[Excerpts from a point labeling dataset]
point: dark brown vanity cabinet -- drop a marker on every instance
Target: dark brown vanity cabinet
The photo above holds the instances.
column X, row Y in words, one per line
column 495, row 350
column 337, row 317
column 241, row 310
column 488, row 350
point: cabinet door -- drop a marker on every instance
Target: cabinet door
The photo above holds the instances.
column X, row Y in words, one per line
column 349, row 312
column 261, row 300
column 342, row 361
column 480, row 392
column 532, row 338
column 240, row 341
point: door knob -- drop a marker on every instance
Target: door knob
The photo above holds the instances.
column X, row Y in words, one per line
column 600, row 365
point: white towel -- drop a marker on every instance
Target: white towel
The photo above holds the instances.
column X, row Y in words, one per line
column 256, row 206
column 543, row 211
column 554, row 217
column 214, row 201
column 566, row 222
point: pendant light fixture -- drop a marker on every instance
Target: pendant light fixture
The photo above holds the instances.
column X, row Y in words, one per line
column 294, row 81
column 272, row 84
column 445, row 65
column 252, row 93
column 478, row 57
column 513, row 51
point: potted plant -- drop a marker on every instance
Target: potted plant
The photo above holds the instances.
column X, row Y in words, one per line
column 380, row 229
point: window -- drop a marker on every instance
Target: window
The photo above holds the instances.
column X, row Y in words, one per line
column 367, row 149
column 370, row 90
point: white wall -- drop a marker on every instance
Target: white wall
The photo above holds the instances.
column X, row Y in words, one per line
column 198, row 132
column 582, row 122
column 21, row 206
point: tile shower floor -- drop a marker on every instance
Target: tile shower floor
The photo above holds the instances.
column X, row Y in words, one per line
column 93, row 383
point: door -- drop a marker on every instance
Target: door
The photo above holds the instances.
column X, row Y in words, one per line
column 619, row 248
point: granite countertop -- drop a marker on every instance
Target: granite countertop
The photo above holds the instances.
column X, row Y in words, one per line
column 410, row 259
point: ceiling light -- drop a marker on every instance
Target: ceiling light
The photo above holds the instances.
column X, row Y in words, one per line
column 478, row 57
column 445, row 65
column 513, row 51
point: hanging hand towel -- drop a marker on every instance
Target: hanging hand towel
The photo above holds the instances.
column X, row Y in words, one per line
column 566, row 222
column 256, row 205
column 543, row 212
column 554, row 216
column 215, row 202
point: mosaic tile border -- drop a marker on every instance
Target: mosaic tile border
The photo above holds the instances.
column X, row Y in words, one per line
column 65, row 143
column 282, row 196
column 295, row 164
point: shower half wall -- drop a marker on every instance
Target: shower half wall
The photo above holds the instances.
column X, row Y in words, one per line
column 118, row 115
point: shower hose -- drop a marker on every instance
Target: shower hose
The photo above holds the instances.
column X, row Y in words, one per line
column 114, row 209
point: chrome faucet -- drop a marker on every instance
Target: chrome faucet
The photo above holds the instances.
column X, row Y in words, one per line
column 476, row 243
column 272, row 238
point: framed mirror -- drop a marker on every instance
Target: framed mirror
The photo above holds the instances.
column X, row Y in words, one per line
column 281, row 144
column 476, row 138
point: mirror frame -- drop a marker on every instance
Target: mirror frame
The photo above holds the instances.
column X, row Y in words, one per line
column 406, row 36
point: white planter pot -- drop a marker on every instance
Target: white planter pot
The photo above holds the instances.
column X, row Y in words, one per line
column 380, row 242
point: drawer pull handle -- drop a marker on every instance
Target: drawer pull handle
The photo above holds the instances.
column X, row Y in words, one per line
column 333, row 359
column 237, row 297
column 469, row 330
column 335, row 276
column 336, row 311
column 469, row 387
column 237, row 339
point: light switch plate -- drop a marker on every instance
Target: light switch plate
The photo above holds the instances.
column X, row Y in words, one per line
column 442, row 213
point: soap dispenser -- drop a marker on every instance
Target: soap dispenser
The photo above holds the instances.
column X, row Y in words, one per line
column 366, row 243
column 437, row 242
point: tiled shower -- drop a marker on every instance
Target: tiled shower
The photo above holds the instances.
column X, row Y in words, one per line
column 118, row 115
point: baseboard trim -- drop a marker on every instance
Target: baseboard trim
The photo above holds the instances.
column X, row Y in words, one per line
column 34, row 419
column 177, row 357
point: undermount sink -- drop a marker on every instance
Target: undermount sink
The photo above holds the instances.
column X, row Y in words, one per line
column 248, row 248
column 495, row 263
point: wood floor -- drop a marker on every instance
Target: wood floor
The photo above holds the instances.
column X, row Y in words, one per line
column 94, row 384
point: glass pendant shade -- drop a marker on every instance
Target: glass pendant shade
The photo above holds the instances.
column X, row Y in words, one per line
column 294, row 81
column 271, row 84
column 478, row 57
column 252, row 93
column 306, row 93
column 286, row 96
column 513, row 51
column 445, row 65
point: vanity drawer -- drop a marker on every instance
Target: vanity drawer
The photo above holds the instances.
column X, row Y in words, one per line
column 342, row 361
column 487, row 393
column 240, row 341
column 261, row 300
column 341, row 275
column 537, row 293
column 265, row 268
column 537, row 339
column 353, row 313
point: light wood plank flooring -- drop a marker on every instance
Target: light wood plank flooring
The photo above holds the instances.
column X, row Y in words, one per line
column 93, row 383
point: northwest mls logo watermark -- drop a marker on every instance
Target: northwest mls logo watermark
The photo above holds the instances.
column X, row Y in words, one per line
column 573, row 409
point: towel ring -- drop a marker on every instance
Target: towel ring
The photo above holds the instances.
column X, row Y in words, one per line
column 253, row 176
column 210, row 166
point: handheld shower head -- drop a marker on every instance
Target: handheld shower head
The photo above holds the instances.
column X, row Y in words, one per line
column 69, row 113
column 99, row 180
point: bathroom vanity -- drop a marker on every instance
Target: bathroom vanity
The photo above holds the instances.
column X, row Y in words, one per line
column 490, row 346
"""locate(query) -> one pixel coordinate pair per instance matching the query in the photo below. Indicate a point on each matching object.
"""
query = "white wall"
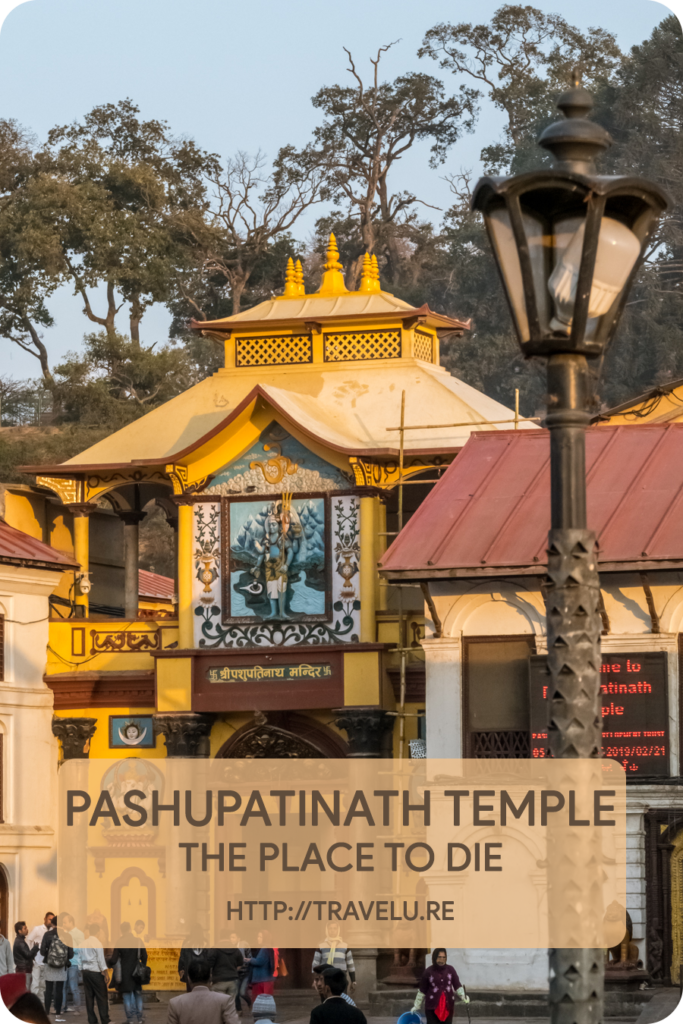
(514, 607)
(31, 752)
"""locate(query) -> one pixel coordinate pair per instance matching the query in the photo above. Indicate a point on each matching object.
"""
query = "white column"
(443, 708)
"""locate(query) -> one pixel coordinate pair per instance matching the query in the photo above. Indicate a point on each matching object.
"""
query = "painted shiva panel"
(278, 463)
(276, 570)
(276, 561)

> **REQUIREMENT**
Could you copy all of the rows above word for word, omitting the pictures?

> **FULL ANSWER**
point: dark brown vanity cabinet -- drop a marker on every instance
Target: dark brown vanity cabinet
The photo above holds the instances.
column X, row Y in words, one per line
column 495, row 350
column 337, row 317
column 241, row 310
column 488, row 350
point: cabinet door -- drop a marker on every instance
Target: cabinet door
The photo above holds the instances.
column X, row Y in words, one per line
column 349, row 312
column 261, row 300
column 342, row 361
column 480, row 392
column 532, row 338
column 240, row 341
point: door knob -- drop a marker on every instance
Target: door knob
The photo above holds the instances.
column X, row Y in words, one per line
column 600, row 365
point: white towel -- drop a marker on every instance
Target: white towel
The photo above holds the instances.
column X, row Y in words, one per line
column 256, row 206
column 543, row 211
column 554, row 217
column 214, row 201
column 566, row 222
point: pendant light fixture -- drop a marker on every instance
Target: pendant light fixture
The photo above holds the instances.
column X, row Y in words, one per line
column 294, row 81
column 272, row 84
column 445, row 65
column 252, row 93
column 478, row 57
column 513, row 51
point: potted plant -- drop a marker on every instance
Target: potted plant
The photo above holds the instances.
column X, row Y in words, one per line
column 380, row 229
point: window -- drop a marker on every instance
Target: window
The photo above holds the instances.
column X, row Y in words, one per line
column 367, row 149
column 370, row 90
point: white wall -- drop a marker on every instance
Target: white wall
The photo above holds the instances.
column X, row Y in words, one per line
column 198, row 132
column 582, row 122
column 21, row 206
point: tile shower floor -- drop a marker on every instance
Target: tile shower floor
The photo above holds the instances.
column X, row Y in words, one per line
column 93, row 383
point: door -- drop a marker on every instance
Target: door
The photo above holds the instances.
column X, row Y in words, one per line
column 619, row 248
point: granite countertop -- drop a marker on every instance
Target: granite countertop
The photo above holds the instances.
column X, row Y in words, one per line
column 410, row 259
point: ceiling light -- drop a marker on every instance
Target: ceiling light
The photo above holds the instances.
column X, row Y in words, one per line
column 478, row 57
column 445, row 65
column 513, row 51
point: hanging hand towel -- drop a marker on every instance
Target: hanging hand towel
The photo above holds the instances.
column X, row Y in words, one per line
column 566, row 222
column 256, row 205
column 543, row 212
column 554, row 216
column 215, row 202
point: mosaic tile border -- drop a marker on every instance
Target: mosaic tile border
The photo above holds the instances.
column X, row Y in words, one per line
column 65, row 143
column 282, row 196
column 295, row 164
point: shower half wall -- drop a marker on every instance
Target: shower half wall
The photo above holds the instances.
column X, row Y in words, one per line
column 118, row 115
point: shower hose -- drop a marker on every instance
Target: shower hose
The photo above holds the instances.
column X, row Y in words, one per line
column 114, row 209
point: chrome faucet -- drop a marker on every instance
Target: chrome faucet
The photo above holds the instances.
column X, row Y in words, one per line
column 476, row 243
column 272, row 238
point: framed mirror -- drop a marker on every instance
Target: framed mirror
The photo above holds the instances.
column X, row Y in words, one per line
column 281, row 144
column 476, row 138
point: mirror frame -- drop a marker on every instance
Target: mirror frame
The photo above holds the instances.
column X, row Y in words, one per line
column 406, row 36
point: white planter pot -- drop a marker on every instance
Target: white planter pot
The photo above holds the instances.
column X, row Y in words, one per line
column 380, row 242
point: drawer pull handle -- drop a marker on every instance
Target: drawer pull handle
The photo above holds the instances.
column X, row Y in words, one per line
column 333, row 359
column 237, row 297
column 469, row 330
column 335, row 276
column 336, row 311
column 469, row 387
column 237, row 339
point: light switch plate -- drop a marker on every instance
Target: light switch plate
The photo above holds the instances.
column X, row Y in words, one per line
column 442, row 213
point: soap dispenser -- drop a marker on every instance
Target: soap dispenser
The photo above holds the instances.
column X, row Y in words, one per line
column 366, row 243
column 437, row 242
point: tiled shower -- drop a marker on every instance
Target: tiled shower
The photo above holds the instances.
column X, row Y in words, one per line
column 118, row 115
point: baseboard trim -- drop a marker on every instance
Target: baseboard trim
The photo above holds the instances.
column X, row Y in words, one per line
column 34, row 419
column 177, row 357
point: undermount sink -- drop a marker on every instance
Target: undermount sink
The photo above holds the instances.
column X, row Y in words, one per line
column 248, row 248
column 495, row 263
point: wood floor -- drop a marker on every instance
Target: wood floor
The photo above holds the instances.
column X, row Y in words, one per line
column 94, row 384
point: glass pendant shade -- drop a marker on every instance
Target: glass pendant shade
The photo above holds the instances.
column X, row Y in words, one per line
column 294, row 81
column 271, row 84
column 478, row 57
column 252, row 93
column 306, row 93
column 286, row 96
column 513, row 51
column 445, row 65
point: vanity drawer -- drop a marker on every instance
Target: vanity drawer
The photo above holds the instances.
column X, row Y in words, one per line
column 342, row 361
column 487, row 393
column 240, row 341
column 261, row 300
column 341, row 275
column 537, row 293
column 265, row 268
column 537, row 339
column 353, row 313
point: light wood plank flooring -- drop a marker on every instance
Target: light wood plank flooring
The photo above holds the instances.
column X, row Y in words, one per line
column 93, row 383
point: northwest mls logo watermark -- drop a marker on every instance
Target: northwest mls logo watermark
The photo above holds the instances.
column X, row Y in words, one per line
column 573, row 409
point: towel ring -- drop a marker on every instance
Target: towel ring
The photo above holds the instances.
column X, row Y in words, one per line
column 253, row 176
column 210, row 166
point: handheld shower head -- drop a marker on every instance
Target: handheld shower head
The photo above holds the instances.
column X, row Y in words, one per line
column 69, row 113
column 99, row 180
point: bathroom vanity -- drop a marker on every instance
Target: bathroom vanity
The photo above holds the instances.
column X, row Y in words, one per line
column 490, row 346
"""locate(query) -> one pixel coordinate pair per instance matching the query in the photo below. Indicate a point on each matching object.
"""
query = "white wall"
(514, 607)
(31, 752)
"""locate(query) -> one pixel coordinate pair per instance matching the query in the photo above. Indicate a point on each matching object.
"""
query = "white column"
(443, 708)
"""locate(query) -> one pixel coordinate pair per instance matching the query in the photo above. Indicate a point on each matching object.
"""
query = "painted shiva panel"
(278, 463)
(276, 570)
(276, 561)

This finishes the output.